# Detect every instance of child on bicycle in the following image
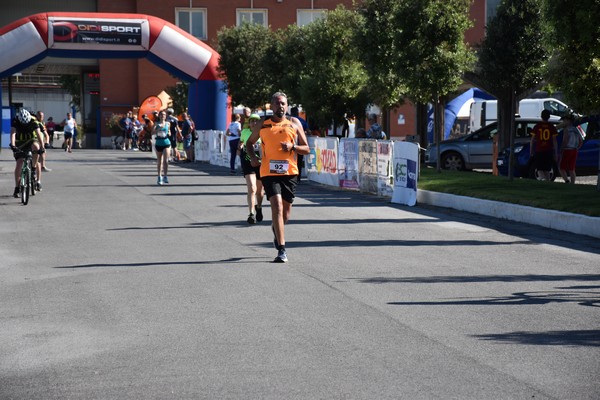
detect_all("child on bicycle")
[10,108,45,197]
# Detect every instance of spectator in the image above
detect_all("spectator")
[46,117,56,149]
[367,114,385,139]
[167,107,182,162]
[529,110,558,181]
[225,114,242,175]
[181,113,194,162]
[559,114,583,183]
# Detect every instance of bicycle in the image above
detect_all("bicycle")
[13,147,35,206]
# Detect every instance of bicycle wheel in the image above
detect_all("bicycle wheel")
[20,164,31,206]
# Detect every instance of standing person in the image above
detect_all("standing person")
[119,111,133,150]
[181,113,194,162]
[36,111,54,172]
[10,108,44,197]
[61,113,77,153]
[290,107,308,182]
[46,117,56,149]
[529,110,558,181]
[559,114,583,183]
[152,111,171,185]
[225,114,242,175]
[167,107,181,162]
[246,92,310,263]
[239,114,264,225]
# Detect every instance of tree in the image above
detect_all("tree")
[396,0,474,171]
[217,24,276,109]
[355,0,406,131]
[472,0,548,179]
[544,0,600,114]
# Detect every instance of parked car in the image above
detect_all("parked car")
[425,118,541,170]
[496,126,600,180]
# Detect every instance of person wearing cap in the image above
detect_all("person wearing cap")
[529,110,558,181]
[238,114,264,225]
[559,114,583,183]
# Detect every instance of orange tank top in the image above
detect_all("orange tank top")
[260,118,298,176]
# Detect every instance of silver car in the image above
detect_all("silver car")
[425,118,541,170]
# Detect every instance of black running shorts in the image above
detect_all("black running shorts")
[261,175,298,204]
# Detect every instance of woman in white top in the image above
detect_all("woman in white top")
[225,114,242,175]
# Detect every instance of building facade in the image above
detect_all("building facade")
[0,0,498,147]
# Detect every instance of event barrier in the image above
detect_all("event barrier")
[194,130,420,206]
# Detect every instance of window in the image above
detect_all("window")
[236,8,267,28]
[175,8,207,40]
[296,9,325,26]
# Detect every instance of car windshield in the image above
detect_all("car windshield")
[544,100,570,117]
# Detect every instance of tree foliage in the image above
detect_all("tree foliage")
[395,0,474,103]
[355,0,406,108]
[544,0,600,113]
[477,0,548,166]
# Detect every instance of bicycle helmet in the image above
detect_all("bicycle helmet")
[17,108,31,124]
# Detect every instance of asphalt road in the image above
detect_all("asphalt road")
[0,150,600,400]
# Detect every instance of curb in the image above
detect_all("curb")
[417,190,600,238]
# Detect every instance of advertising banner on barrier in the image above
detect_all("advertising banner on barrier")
[304,137,340,186]
[194,131,210,162]
[358,139,377,194]
[377,140,394,197]
[392,142,419,206]
[338,139,358,189]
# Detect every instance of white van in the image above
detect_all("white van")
[469,98,572,132]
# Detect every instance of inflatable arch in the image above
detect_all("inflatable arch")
[0,12,231,145]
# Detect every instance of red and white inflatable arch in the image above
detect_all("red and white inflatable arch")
[0,12,230,130]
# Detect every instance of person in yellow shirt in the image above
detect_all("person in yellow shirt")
[246,92,310,263]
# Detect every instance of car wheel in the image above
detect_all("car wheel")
[442,151,465,171]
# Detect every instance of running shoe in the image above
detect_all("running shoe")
[273,248,287,263]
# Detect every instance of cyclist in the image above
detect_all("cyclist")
[10,108,44,197]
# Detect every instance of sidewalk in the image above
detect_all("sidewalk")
[417,190,600,238]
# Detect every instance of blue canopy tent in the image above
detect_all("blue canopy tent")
[427,88,495,143]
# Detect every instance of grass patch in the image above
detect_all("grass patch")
[418,168,600,217]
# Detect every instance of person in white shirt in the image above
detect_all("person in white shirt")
[225,114,242,175]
****************
REQUIREMENT –
Copy the rows starting with the line with "# Detect every instance of building" and going on through the line with "[194,130,420,206]", substituting "crowd barrier" for "event barrier" and leaving everything else unchanged.

COMPLETED TASK –
# Detect every instance of building facade in the image above
detect_all("building facade")
[0,0,498,147]
# Detect every instance of crowd barrier in the image above
detect_all("crowd barrier")
[194,130,420,206]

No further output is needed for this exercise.